Looking at the listing, state how many of its lines contain the string "head". Write only the number.

SUPPLIED RECORDS:
------------

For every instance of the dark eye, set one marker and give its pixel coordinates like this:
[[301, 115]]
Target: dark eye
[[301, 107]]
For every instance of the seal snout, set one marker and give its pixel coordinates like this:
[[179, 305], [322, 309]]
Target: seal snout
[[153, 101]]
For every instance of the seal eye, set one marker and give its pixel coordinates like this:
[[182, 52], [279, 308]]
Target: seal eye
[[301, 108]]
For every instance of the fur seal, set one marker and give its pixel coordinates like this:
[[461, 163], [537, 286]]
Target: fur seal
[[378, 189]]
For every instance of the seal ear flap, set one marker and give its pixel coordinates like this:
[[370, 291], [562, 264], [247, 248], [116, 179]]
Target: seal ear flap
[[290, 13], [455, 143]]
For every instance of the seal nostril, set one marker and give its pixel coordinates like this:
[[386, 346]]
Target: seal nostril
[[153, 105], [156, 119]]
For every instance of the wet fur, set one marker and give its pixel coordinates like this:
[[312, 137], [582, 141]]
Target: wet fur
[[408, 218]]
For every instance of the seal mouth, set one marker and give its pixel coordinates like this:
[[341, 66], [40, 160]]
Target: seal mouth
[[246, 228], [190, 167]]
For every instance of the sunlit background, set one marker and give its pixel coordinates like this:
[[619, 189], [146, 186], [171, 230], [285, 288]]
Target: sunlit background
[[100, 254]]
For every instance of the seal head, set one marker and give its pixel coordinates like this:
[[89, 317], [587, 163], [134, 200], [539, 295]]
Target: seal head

------------

TASK ANSWER: 2